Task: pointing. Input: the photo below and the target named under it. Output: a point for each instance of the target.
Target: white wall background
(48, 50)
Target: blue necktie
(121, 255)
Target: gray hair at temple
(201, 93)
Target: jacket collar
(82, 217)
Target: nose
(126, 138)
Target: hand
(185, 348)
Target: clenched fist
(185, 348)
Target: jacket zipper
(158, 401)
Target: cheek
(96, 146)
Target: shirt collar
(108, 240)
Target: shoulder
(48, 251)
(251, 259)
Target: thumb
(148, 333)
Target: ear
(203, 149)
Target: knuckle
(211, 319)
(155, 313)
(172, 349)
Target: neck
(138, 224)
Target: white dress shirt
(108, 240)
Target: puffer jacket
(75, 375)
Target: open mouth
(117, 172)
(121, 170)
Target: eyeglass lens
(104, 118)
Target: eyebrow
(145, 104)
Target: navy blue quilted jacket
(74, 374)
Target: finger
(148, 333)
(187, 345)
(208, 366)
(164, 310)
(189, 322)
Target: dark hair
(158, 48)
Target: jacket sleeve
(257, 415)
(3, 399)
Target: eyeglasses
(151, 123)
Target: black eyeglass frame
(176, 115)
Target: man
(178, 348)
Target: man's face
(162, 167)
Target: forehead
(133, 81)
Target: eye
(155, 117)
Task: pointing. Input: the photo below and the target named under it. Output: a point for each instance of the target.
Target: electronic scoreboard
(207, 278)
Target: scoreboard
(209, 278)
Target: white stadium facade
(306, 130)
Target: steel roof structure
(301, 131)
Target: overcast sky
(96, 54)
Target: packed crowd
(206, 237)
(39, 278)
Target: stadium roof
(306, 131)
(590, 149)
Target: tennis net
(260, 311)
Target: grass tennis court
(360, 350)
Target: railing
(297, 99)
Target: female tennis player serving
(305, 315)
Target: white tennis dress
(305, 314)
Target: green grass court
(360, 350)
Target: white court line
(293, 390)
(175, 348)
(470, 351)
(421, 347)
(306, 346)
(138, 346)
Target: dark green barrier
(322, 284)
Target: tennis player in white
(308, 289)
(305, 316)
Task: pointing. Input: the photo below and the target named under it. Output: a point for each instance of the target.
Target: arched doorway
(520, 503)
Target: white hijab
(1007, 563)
* * * *
→ **Exercise requirements**: Write out every record verbatim.

→ **Output for this task**:
Task: pointing. Input: the photo below and the target named under it. Output: a point for each instance of the target.
Target: white wall background
(48, 50)
Target: blue necktie
(121, 255)
Target: gray hair at temple
(201, 93)
Target: jacket collar
(82, 217)
Target: nose
(126, 138)
Target: hand
(185, 348)
Target: clenched fist
(185, 348)
Target: jacket zipper
(158, 401)
Target: cheek
(96, 146)
Target: shirt collar
(108, 240)
Target: shoulder
(48, 251)
(251, 259)
Target: thumb
(148, 333)
Target: ear
(203, 149)
Target: knuckle
(211, 319)
(155, 313)
(172, 349)
Target: neck
(138, 224)
Target: white dress shirt
(108, 240)
Target: puffer jacket
(75, 375)
Target: open mouth
(117, 172)
(121, 170)
Target: eyeglass lens
(104, 118)
Target: eyebrow
(145, 104)
Target: navy blue quilted jacket
(74, 374)
Target: finger
(148, 333)
(187, 345)
(208, 366)
(164, 310)
(189, 322)
Target: dark hair
(158, 48)
Target: jacket sleeve
(257, 415)
(3, 399)
Target: eyeglasses
(151, 123)
Target: black eyeglass frame
(176, 115)
Target: man
(178, 348)
Target: man's face
(162, 167)
Target: forehead
(133, 81)
Target: eye
(155, 117)
Task: pointing. Input: the photo below and the target named under it. Output: a point for each instance of the target.
Target: electronic scoreboard
(207, 278)
Target: scoreboard
(209, 278)
Target: white stadium facade
(306, 130)
Target: steel roof structure
(301, 131)
Target: overcast sky
(96, 54)
Target: packed crowd
(206, 237)
(39, 278)
Target: stadium roof
(306, 131)
(590, 149)
Target: tennis net
(260, 311)
Target: grass tennis court
(360, 350)
Target: railing
(297, 99)
Target: female tennis player serving
(305, 315)
Target: white tennis dress
(305, 314)
Target: green grass court
(360, 350)
Target: white court line
(293, 390)
(175, 348)
(470, 351)
(421, 347)
(306, 346)
(138, 346)
Target: dark green barrier
(322, 284)
Target: tennis player in white
(308, 289)
(305, 316)
Task: pointing. Input: the photo below and the target named under it. Output: a point for each instance of the target.
Target: arched doorway
(520, 503)
Target: white hijab
(1007, 563)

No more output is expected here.